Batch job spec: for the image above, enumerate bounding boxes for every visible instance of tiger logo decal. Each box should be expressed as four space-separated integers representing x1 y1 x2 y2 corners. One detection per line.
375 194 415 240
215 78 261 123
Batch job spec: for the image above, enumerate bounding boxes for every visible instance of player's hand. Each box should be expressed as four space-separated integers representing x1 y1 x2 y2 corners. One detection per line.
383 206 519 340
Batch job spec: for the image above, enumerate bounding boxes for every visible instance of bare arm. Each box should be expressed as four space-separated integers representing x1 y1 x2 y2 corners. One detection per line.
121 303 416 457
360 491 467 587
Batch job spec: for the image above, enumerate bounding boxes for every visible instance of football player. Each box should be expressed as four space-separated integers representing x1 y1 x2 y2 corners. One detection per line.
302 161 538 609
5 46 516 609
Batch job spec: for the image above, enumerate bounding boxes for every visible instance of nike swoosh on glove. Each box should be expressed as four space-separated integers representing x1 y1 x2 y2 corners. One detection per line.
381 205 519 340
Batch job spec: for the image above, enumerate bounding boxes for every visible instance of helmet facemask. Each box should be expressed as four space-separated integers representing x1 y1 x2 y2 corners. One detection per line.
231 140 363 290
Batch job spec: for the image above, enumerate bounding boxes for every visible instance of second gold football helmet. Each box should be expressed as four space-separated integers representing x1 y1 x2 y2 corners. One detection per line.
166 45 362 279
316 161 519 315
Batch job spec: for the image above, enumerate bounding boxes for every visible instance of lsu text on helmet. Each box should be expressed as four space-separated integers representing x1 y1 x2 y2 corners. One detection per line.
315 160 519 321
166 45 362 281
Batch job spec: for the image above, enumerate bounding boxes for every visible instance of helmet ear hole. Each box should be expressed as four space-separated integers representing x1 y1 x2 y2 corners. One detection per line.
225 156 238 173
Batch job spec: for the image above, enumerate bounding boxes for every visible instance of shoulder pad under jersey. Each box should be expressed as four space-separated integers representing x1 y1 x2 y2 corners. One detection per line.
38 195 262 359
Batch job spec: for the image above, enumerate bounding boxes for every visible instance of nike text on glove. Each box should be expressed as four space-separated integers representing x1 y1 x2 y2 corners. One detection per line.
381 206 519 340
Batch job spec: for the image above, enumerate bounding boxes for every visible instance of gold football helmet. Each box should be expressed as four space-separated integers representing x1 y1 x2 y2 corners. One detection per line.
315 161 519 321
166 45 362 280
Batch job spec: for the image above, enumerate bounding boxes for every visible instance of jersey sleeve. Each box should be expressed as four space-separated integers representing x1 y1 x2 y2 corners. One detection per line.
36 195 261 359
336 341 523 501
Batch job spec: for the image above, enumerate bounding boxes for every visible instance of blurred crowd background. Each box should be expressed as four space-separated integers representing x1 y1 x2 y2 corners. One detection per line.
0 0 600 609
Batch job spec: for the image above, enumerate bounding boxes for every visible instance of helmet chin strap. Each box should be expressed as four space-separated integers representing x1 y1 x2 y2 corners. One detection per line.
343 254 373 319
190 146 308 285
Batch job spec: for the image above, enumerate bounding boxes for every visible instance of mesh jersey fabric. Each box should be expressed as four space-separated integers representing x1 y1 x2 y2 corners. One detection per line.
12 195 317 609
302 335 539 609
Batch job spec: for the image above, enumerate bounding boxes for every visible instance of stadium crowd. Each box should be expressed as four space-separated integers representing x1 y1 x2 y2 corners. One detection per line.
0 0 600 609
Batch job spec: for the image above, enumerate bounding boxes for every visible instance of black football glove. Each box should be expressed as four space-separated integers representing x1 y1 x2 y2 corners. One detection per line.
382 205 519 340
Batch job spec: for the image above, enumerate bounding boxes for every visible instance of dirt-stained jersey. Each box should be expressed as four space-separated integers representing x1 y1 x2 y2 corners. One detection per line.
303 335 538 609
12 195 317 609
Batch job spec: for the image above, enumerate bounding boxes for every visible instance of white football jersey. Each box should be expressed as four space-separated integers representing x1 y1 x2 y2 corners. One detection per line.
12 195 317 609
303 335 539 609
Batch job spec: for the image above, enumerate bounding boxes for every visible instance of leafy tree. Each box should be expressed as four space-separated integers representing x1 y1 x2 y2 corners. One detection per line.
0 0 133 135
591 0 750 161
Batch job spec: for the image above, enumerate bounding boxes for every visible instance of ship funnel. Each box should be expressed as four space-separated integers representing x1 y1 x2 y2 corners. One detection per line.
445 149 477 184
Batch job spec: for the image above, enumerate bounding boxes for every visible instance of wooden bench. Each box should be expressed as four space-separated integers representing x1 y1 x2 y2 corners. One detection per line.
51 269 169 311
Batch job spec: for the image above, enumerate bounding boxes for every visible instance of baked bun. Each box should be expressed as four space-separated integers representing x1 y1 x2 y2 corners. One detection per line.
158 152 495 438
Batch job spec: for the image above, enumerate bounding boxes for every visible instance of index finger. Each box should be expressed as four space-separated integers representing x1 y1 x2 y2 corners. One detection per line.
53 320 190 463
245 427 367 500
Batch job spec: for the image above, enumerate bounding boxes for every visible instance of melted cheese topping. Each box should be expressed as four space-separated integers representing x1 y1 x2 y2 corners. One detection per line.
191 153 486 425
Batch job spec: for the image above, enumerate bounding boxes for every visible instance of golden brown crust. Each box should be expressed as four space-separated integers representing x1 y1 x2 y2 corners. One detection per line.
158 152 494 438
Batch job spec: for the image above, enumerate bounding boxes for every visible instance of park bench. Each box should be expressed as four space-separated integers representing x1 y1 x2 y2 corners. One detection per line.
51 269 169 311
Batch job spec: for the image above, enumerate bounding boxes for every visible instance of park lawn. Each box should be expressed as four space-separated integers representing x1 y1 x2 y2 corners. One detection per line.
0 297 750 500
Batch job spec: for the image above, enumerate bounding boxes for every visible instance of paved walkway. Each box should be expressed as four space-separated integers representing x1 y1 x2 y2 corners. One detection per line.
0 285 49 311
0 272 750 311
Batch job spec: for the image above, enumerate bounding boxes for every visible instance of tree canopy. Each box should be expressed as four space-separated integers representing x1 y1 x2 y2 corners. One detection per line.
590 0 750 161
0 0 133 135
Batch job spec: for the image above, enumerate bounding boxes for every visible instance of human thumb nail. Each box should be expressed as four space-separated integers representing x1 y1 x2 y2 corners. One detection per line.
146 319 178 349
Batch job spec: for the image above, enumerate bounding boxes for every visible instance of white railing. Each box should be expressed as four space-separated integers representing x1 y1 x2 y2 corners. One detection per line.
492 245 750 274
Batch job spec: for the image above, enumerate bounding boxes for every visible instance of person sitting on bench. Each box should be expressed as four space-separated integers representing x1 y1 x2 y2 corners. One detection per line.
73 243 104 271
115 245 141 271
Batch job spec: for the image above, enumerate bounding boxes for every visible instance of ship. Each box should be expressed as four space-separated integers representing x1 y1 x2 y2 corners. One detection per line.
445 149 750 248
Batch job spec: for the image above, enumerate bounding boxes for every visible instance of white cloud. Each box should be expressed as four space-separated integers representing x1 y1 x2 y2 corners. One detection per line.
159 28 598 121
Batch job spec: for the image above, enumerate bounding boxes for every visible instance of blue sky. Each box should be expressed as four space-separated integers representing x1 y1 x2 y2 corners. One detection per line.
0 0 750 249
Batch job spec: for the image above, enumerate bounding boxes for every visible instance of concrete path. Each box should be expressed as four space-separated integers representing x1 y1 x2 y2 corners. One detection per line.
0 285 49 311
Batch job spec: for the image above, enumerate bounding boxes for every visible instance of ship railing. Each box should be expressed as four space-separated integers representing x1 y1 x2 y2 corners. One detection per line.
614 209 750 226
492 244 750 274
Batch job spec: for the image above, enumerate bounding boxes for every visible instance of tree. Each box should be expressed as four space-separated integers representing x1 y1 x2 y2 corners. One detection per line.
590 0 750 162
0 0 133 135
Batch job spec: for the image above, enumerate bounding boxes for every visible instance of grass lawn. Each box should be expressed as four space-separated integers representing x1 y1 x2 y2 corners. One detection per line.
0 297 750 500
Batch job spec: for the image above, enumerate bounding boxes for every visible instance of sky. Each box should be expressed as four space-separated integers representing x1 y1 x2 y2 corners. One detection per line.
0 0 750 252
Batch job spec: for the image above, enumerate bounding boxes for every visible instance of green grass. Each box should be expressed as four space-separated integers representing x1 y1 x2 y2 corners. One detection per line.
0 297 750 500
= = = = =
▶ Instruction: Format the lines of the listing from the line with "of tree canopy." to the line with "445 149 750 248", both included, as a JSON list of strings with one string per line, skipping any blank lines.

▶ Solution for this problem:
[
  "Batch job spec: for the image above, enumerate bounding boxes for every visible instance of tree canopy. Each box should be expressed as four space-separated integers representing x1 y1 x2 y2 corners. One detection per line.",
  "590 0 750 161",
  "0 0 133 135",
  "Batch job spec: for the image above, enumerate bounding boxes for every visible instance of human thumb nail. Each box should be expressed as four space-separated integers representing x1 y1 x2 y2 corners. One detection per line.",
  "146 319 178 349",
  "Batch job spec: for the image above, enumerate bounding boxes for every visible instance of white railing. Each box should be expressed as four space-separated integers representing x1 y1 x2 y2 corners. One detection per line.",
  "492 245 750 274",
  "Batch job spec: for the image above, enumerate bounding boxes for every visible instance of person sitting on bench. Each box should be expressed as four space-separated integers representing x1 y1 x2 y2 corners. One detection per line.",
  "73 243 104 271",
  "115 245 141 271",
  "Batch job spec: for the image above, enumerate bounding boxes for every visible instance of ship. Each box should be expressed as four space-separated integers representing x1 y1 x2 y2 corners. One detection per line.",
  "445 149 750 248"
]